DIRECTIONS
From the line below that contains "of the ground." to the line that contains "row of window.", repeat every line exactly, both ends included, and nothing else.

(Referring expression data)
----------
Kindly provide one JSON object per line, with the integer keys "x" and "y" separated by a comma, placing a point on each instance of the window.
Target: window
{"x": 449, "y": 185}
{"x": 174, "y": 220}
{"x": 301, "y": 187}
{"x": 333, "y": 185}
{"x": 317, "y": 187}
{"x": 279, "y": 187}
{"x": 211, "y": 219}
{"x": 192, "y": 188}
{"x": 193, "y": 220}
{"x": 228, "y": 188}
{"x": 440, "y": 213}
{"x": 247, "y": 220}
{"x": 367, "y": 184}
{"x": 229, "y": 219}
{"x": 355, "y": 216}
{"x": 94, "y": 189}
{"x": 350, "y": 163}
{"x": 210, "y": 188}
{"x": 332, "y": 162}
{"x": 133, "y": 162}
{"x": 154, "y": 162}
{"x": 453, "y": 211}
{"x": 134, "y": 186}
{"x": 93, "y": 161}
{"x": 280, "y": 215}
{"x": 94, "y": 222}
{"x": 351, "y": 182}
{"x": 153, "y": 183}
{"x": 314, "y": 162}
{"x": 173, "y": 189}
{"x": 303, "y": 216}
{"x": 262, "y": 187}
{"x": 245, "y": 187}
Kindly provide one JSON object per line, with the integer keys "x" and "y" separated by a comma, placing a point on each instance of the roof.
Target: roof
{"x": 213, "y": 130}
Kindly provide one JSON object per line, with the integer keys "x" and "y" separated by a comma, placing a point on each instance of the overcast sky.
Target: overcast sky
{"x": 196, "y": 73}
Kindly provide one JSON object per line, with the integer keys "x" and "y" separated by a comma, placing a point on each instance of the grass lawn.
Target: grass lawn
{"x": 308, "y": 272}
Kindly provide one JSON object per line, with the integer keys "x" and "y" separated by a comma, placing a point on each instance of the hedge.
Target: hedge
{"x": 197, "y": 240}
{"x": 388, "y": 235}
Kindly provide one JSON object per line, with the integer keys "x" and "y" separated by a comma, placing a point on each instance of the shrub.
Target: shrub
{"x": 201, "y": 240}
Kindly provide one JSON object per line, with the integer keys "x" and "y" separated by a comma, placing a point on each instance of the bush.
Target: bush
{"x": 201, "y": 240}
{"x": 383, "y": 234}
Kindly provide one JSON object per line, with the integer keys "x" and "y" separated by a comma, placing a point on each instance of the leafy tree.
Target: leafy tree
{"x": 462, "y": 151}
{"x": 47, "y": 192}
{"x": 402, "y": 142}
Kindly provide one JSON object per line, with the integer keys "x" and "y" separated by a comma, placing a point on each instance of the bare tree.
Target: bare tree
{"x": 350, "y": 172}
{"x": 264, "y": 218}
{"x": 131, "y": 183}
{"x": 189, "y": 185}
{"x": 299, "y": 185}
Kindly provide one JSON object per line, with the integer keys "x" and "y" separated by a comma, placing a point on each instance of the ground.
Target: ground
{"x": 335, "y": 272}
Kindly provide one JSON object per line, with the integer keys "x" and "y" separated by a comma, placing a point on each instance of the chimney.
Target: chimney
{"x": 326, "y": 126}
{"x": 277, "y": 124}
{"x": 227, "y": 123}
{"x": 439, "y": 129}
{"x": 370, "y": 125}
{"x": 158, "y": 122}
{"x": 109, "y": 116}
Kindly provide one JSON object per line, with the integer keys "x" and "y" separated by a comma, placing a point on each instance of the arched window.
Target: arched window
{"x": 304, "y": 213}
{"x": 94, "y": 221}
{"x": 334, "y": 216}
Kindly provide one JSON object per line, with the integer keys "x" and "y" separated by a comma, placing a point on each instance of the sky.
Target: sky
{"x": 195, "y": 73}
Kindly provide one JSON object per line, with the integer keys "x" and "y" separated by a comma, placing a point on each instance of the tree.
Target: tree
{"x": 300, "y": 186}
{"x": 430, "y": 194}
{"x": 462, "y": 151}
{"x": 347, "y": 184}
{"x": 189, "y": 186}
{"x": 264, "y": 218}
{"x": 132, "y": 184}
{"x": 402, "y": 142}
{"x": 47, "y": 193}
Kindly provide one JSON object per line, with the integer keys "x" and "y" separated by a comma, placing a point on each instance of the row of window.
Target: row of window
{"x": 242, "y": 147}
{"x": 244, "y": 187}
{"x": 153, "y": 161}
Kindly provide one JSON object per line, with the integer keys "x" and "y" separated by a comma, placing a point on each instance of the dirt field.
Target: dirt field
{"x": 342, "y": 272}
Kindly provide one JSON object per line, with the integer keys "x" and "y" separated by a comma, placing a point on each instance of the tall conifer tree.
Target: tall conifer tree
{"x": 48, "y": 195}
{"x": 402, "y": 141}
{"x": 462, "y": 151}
----------
RESPONSE TO THIS EXERCISE
Kindly provide one JSON object per line, with the integer keys "x" and "y" separated by a comma, placing a point on each instance of the ground.
Target: ground
{"x": 335, "y": 272}
Kindly provide one JSON object per line, with the integer keys "x" and "y" separated by a comma, placing a point on each instance of the chimney.
Target: chimney
{"x": 326, "y": 126}
{"x": 277, "y": 124}
{"x": 227, "y": 123}
{"x": 439, "y": 129}
{"x": 370, "y": 125}
{"x": 158, "y": 122}
{"x": 109, "y": 116}
Kindly provide one JSON object per line, with the integer keys "x" and "y" separated by a comma, placing a point on each instance of the arched window.
Target: arched window
{"x": 304, "y": 213}
{"x": 94, "y": 221}
{"x": 334, "y": 216}
Kindly provide one JSON object per line, with the integer keys "x" and "y" separated by a comma, placing a point on each instance of the sky.
Target: sky
{"x": 195, "y": 73}
Kindly provide one JSON object per line, with the integer keys "x" and "y" separated by a comma, placing a point on each instance of the tree.
Target: tree
{"x": 300, "y": 186}
{"x": 430, "y": 194}
{"x": 462, "y": 151}
{"x": 347, "y": 184}
{"x": 189, "y": 186}
{"x": 264, "y": 218}
{"x": 132, "y": 184}
{"x": 402, "y": 142}
{"x": 47, "y": 193}
Kindly provide one JSON object per line, with the integer keys "x" and "y" separated by a comma, placing a point on each instance of the row of window.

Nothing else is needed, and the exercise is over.